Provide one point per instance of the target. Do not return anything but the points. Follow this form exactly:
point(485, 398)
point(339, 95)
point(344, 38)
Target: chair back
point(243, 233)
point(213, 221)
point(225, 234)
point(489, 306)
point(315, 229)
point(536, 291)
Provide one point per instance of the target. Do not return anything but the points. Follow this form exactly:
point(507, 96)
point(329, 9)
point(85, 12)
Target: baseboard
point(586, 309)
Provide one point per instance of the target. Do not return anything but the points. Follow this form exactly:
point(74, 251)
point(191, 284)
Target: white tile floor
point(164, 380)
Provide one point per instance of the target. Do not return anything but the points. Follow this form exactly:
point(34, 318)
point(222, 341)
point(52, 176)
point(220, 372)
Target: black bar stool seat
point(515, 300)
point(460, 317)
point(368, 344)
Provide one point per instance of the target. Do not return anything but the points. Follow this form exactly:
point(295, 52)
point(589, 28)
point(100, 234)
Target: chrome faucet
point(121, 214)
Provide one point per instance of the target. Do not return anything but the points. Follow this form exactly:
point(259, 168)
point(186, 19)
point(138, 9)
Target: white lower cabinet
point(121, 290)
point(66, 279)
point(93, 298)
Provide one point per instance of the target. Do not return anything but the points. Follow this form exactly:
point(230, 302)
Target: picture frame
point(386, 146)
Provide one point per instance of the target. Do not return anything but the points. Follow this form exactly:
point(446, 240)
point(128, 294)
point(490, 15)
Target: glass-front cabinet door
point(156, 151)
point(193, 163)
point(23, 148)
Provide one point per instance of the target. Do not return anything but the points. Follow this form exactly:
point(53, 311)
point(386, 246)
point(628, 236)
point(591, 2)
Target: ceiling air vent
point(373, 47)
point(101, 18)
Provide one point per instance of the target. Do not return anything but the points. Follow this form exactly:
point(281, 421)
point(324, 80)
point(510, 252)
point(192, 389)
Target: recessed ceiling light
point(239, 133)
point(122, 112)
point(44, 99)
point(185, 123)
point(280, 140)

◆ PROBLEM ◆
Set down the complete listing once more, exactly as it stands above.

◆ TASK RESULT ◆
Provide one point per instance of the target. Do not return anything but the points. Follow this form exactly:
point(485, 398)
point(339, 95)
point(344, 38)
Target: chair back
point(243, 233)
point(213, 221)
point(225, 234)
point(489, 306)
point(315, 229)
point(536, 291)
Provide one point per instance of the target. Do not return anything but the points. Follow this form exactly:
point(507, 96)
point(329, 9)
point(85, 12)
Target: baseboard
point(586, 309)
Provide one point per instance of the target. Do not return anything but the points. Follow this form exactly:
point(74, 251)
point(191, 284)
Target: white tile floor
point(164, 380)
Provide one point per instance of the target. Do not return anything but the points. Follow this form exactly:
point(34, 318)
point(222, 341)
point(52, 176)
point(220, 372)
Target: black bar stool seat
point(515, 300)
point(460, 317)
point(368, 344)
Provide one point per instance of the target. Do not return anything but the points. Follow this form exactly:
point(295, 52)
point(589, 28)
point(100, 234)
Target: chrome faucet
point(121, 214)
Provide one point per instance of the target. Do not return anything but the points. Follow this form exactly:
point(259, 168)
point(186, 19)
point(138, 9)
Target: white lower cabinet
point(121, 290)
point(66, 279)
point(93, 298)
Provide one point per instance of the target. Do not return anything but the points. Follow this form exactly:
point(230, 302)
Target: picture frame
point(386, 146)
Provide one point per instance of the target. Do not return anything but the points. Follow this form exactly:
point(446, 240)
point(128, 294)
point(490, 15)
Target: glass-front cabinet door
point(156, 151)
point(193, 163)
point(23, 148)
Provide one point per instance of the target. Do not return anything but the points. Follow this form exactly:
point(53, 311)
point(386, 246)
point(628, 236)
point(591, 2)
Target: ceiling air vent
point(373, 47)
point(101, 18)
Provide one point per instance of the target. Do not return anything but the points. Follow this form exactly:
point(281, 421)
point(324, 80)
point(510, 252)
point(192, 389)
Target: recessed ceiling light
point(239, 133)
point(122, 112)
point(44, 99)
point(185, 123)
point(280, 140)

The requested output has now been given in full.